Goal of the exercise: An exact repetition of the data below, without images, is the expected answer.

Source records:

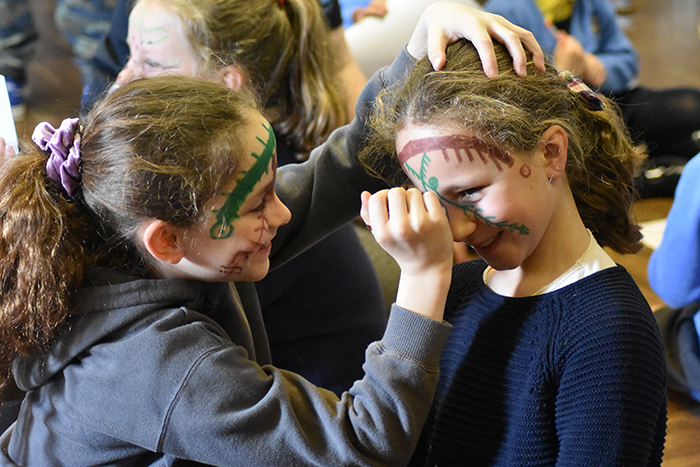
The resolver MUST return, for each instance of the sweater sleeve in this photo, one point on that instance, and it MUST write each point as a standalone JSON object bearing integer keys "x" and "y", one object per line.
{"x": 611, "y": 401}
{"x": 674, "y": 267}
{"x": 278, "y": 418}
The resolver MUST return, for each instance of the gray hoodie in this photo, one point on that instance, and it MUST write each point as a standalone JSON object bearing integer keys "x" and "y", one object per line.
{"x": 175, "y": 372}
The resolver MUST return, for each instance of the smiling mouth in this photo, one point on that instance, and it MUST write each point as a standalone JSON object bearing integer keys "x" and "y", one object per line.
{"x": 488, "y": 242}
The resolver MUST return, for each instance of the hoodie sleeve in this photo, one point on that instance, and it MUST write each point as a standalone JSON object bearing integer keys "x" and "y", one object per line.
{"x": 278, "y": 418}
{"x": 323, "y": 193}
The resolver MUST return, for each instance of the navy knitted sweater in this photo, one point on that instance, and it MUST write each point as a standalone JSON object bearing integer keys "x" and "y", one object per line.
{"x": 572, "y": 377}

Answer section:
The resolver MUST return, for each instance of the sweater sleeve in this photo, one point on that instance, and it MUST write each point as a standalone JSON object bearing integer keys "x" and "y", one object per line.
{"x": 611, "y": 401}
{"x": 674, "y": 267}
{"x": 278, "y": 418}
The resolver MUST return, for each instance of the gray hoodie in this photo, one point on that instance, and it MUST write each point as a standalone JSON object bearing integer keys "x" and "y", one object per line.
{"x": 175, "y": 372}
The resolver MUST return, for each instance of the smiling mouth in this photo, one point on that instance, and it MUST write each point as a standalone JSON object bearing integer keys "x" and "y", one object per line.
{"x": 488, "y": 242}
The resolver MUST return, for each instance of the hoodie sleeve in this photo, one point on that instance, and it MUST write each point as a standalone JSON object bearing integer keys "x" and "y", one object per line.
{"x": 278, "y": 418}
{"x": 323, "y": 193}
The resolver MUST return, for each instance of the navy knitted sweater in this photo, one point on that instance, and it MUST write each point as a standalone JSON object bearing integer keys "x" and "y", one object per line.
{"x": 572, "y": 377}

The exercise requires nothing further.